--- Work item ---
From the entries, filter out every line that lacks "instance" and copy the rest.

*** Opening of Information shown ***

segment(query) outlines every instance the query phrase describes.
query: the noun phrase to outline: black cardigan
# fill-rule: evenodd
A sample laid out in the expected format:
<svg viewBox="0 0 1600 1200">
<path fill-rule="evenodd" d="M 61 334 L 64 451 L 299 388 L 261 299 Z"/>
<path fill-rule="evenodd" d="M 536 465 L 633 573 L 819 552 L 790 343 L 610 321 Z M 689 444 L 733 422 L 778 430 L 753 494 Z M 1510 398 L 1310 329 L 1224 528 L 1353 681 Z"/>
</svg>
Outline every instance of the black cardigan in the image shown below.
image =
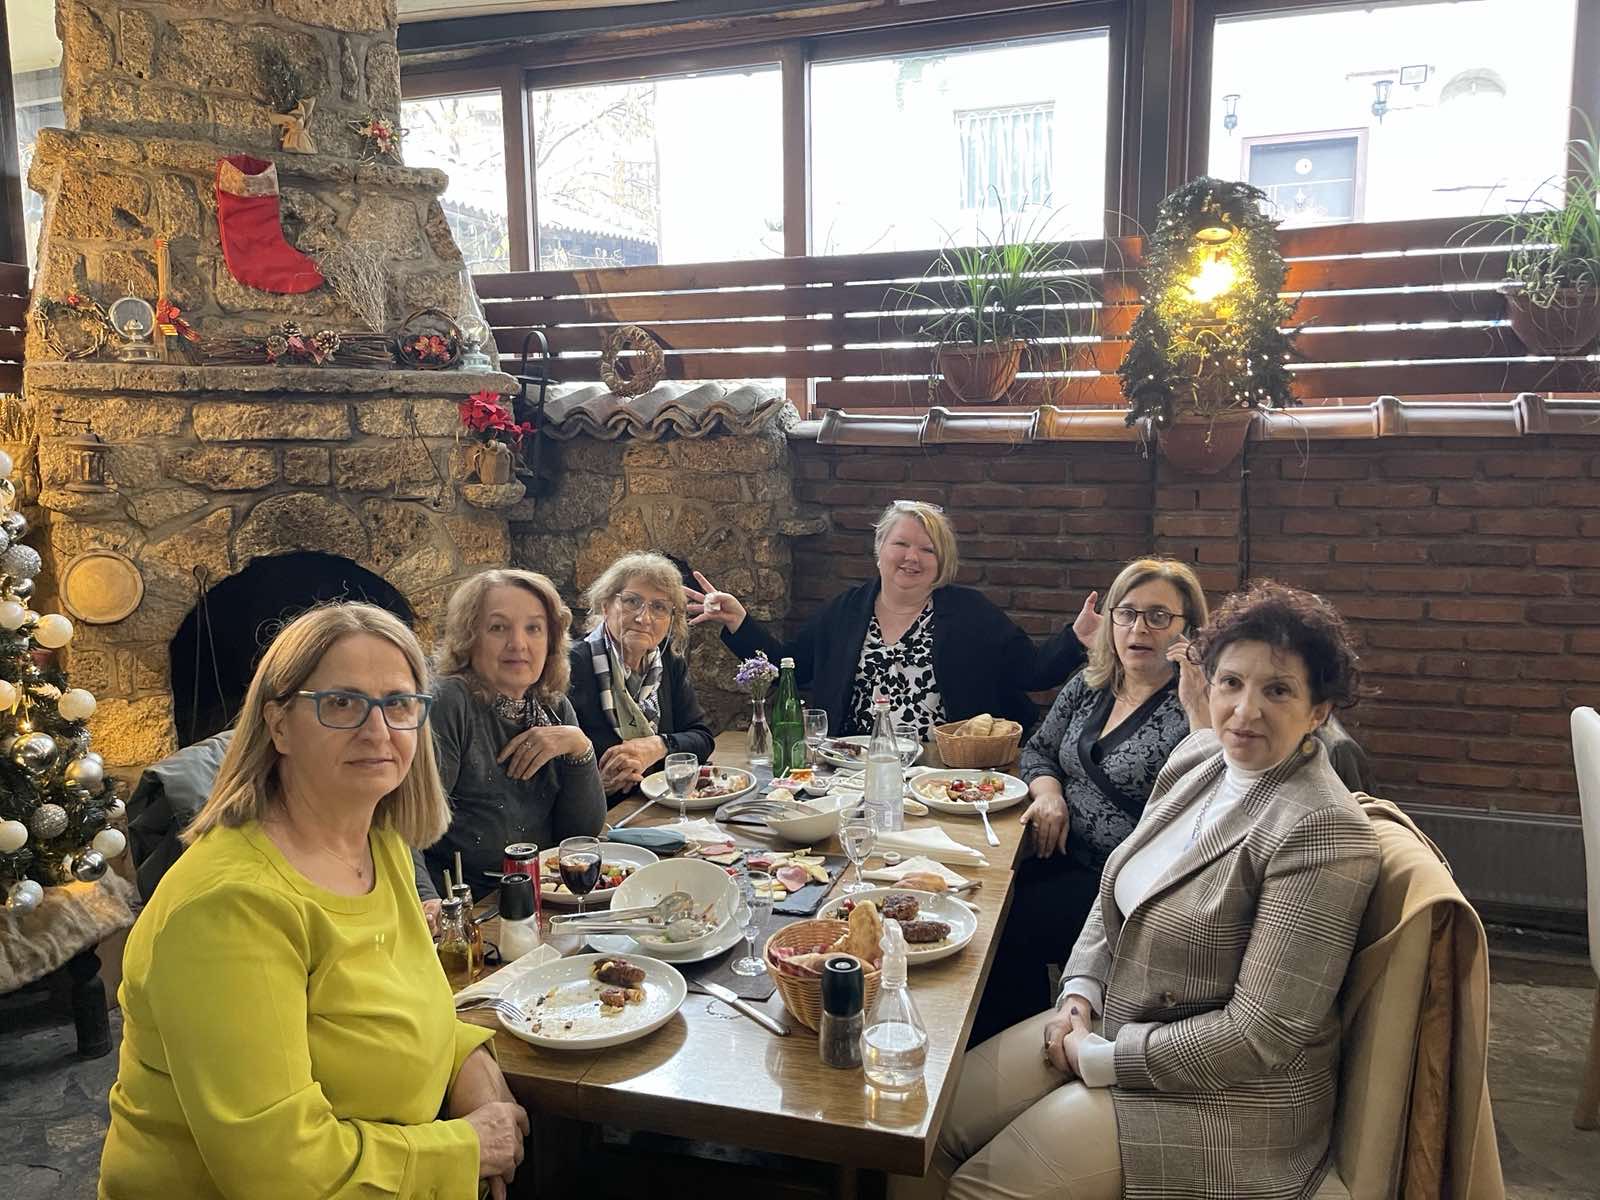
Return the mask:
<svg viewBox="0 0 1600 1200">
<path fill-rule="evenodd" d="M 569 654 L 572 682 L 567 698 L 578 714 L 578 728 L 589 735 L 596 756 L 621 743 L 611 728 L 605 709 L 600 707 L 600 681 L 594 673 L 594 648 L 586 641 L 575 642 Z M 668 754 L 694 754 L 701 762 L 711 761 L 716 735 L 706 724 L 700 700 L 689 682 L 689 664 L 683 656 L 661 647 L 661 719 L 657 732 L 667 744 Z"/>
<path fill-rule="evenodd" d="M 740 658 L 764 650 L 773 662 L 794 659 L 795 683 L 827 711 L 828 728 L 842 732 L 880 586 L 874 579 L 834 597 L 789 642 L 750 616 L 737 633 L 724 630 L 722 640 Z M 1026 693 L 1060 686 L 1087 657 L 1071 625 L 1041 648 L 977 589 L 951 585 L 933 593 L 933 675 L 947 720 L 986 712 L 1027 729 L 1038 710 Z"/>
</svg>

*** Close of Information shown ***

--- Reply to the exercise ---
segment(query) outlines every instance the query phrase describes.
Outline every instance of the black cardigan in the image shown below.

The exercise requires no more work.